PROBLEM TO SOLVE – Retype the tail of the data exactly, starting at the line containing "Could you indicate the overhead" and stopping at the last line.

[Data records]
-- -- --

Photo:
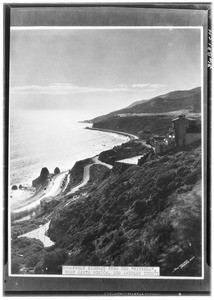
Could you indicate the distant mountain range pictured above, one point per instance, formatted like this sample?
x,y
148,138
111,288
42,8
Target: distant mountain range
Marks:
x,y
173,101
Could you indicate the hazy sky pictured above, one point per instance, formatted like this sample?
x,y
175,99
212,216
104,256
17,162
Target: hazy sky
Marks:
x,y
101,69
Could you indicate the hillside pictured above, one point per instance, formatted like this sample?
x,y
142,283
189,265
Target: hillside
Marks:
x,y
174,101
143,216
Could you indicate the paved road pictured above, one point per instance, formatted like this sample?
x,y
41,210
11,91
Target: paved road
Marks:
x,y
53,188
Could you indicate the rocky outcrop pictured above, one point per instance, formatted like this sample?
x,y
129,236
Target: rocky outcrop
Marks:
x,y
42,177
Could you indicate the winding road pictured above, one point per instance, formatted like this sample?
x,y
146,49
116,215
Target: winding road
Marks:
x,y
53,188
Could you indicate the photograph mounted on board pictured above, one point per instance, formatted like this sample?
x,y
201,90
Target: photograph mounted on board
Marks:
x,y
106,150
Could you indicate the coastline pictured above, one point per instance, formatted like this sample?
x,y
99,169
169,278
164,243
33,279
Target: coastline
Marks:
x,y
129,135
22,211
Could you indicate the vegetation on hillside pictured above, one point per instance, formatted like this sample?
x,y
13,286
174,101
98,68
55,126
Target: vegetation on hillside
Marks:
x,y
144,216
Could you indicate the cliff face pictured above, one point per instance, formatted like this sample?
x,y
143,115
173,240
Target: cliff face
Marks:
x,y
134,124
42,178
142,216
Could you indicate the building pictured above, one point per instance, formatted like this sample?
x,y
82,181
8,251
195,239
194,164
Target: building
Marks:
x,y
186,130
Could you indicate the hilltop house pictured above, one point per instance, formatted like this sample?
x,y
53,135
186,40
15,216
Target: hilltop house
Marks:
x,y
186,130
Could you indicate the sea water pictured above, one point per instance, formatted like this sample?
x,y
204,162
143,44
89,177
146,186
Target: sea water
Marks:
x,y
52,138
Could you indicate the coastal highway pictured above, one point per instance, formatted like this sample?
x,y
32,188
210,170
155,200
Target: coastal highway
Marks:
x,y
53,188
86,177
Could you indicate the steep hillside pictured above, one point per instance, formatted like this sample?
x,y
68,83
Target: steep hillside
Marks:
x,y
173,101
158,124
144,216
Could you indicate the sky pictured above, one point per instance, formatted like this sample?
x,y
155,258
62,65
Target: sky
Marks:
x,y
100,69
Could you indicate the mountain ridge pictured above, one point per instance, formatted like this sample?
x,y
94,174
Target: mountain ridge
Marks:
x,y
172,101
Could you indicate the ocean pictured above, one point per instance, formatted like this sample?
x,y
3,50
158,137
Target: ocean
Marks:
x,y
52,138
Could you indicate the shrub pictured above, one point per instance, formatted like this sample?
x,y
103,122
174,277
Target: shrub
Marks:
x,y
165,179
193,177
33,260
15,266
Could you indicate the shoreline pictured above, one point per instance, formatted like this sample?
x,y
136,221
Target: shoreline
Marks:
x,y
129,135
34,205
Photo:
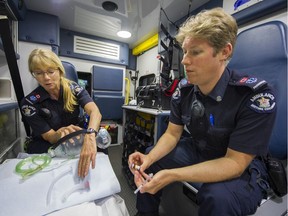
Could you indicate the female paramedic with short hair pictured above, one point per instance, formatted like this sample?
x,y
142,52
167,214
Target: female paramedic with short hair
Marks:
x,y
229,117
52,109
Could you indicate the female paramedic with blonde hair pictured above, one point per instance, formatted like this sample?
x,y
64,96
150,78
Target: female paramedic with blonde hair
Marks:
x,y
52,109
228,119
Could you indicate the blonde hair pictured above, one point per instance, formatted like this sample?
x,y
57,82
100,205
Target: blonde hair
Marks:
x,y
41,59
215,26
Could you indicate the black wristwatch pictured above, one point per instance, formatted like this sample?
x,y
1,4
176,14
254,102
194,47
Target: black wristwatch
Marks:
x,y
91,130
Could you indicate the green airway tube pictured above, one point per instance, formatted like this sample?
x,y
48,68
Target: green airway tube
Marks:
x,y
34,163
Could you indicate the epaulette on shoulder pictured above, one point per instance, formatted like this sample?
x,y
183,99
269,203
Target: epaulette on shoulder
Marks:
x,y
252,82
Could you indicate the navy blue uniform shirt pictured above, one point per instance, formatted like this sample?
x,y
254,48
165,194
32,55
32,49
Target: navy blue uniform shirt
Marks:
x,y
239,114
32,108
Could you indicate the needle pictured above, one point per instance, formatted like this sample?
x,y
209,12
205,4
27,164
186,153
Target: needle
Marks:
x,y
146,180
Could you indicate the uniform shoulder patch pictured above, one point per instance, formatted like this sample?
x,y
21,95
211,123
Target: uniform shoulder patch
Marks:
x,y
253,83
177,93
28,110
76,89
263,102
183,82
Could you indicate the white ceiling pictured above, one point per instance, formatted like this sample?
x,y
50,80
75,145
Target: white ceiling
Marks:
x,y
141,17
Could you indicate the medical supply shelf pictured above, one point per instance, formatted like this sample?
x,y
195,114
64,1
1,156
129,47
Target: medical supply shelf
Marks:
x,y
142,127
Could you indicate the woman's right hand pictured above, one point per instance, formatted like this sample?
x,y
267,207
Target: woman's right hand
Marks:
x,y
61,132
138,161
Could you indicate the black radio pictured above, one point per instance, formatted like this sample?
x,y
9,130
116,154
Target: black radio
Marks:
x,y
152,96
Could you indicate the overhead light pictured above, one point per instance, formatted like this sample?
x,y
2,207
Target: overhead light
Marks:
x,y
124,34
110,6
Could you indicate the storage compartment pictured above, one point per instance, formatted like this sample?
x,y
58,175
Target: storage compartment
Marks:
x,y
112,128
8,127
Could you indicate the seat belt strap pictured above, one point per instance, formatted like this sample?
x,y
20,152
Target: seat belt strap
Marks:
x,y
12,65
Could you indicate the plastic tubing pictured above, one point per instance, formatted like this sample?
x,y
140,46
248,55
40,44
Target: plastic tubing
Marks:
x,y
48,199
84,186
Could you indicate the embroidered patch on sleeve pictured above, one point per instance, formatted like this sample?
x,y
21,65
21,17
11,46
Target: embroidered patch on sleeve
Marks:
x,y
76,89
28,110
263,102
176,94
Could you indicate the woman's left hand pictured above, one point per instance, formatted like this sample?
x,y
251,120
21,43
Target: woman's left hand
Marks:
x,y
87,155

-- -- --

ANSWER BELOW –
Could you indicate the overhead light pictured above, one point per instance, formatted like this sample?
x,y
2,207
Target: overhead light
Marks:
x,y
124,34
110,6
Could you indicate the storage compartment pictured above, one point per instance, formatted like this sample?
x,y
58,175
Target: storage compartment
Marks:
x,y
112,128
8,127
Could you indicate the seat belt strap pictured above, one point per instance, formatted like this sample?
x,y
20,152
Target: seat belt strap
Marks:
x,y
12,65
Could you indicate the plastic tubing pictured above, one point per instance, formatted like this sample?
x,y
140,46
248,55
40,44
Target: plastic tubing
Marks:
x,y
48,199
84,186
Could you indicate the embroidered patch on sleeve pictured above, one point per instance, formatted like this sample?
x,y
21,65
21,17
11,46
Target: embroidered patch on sleeve
Marks:
x,y
76,89
28,110
263,102
176,94
Could you indicate the woman's left hand pictured above, one point per instance, formatted like this sample?
x,y
251,120
21,43
Target: woman's left hand
Marks:
x,y
87,155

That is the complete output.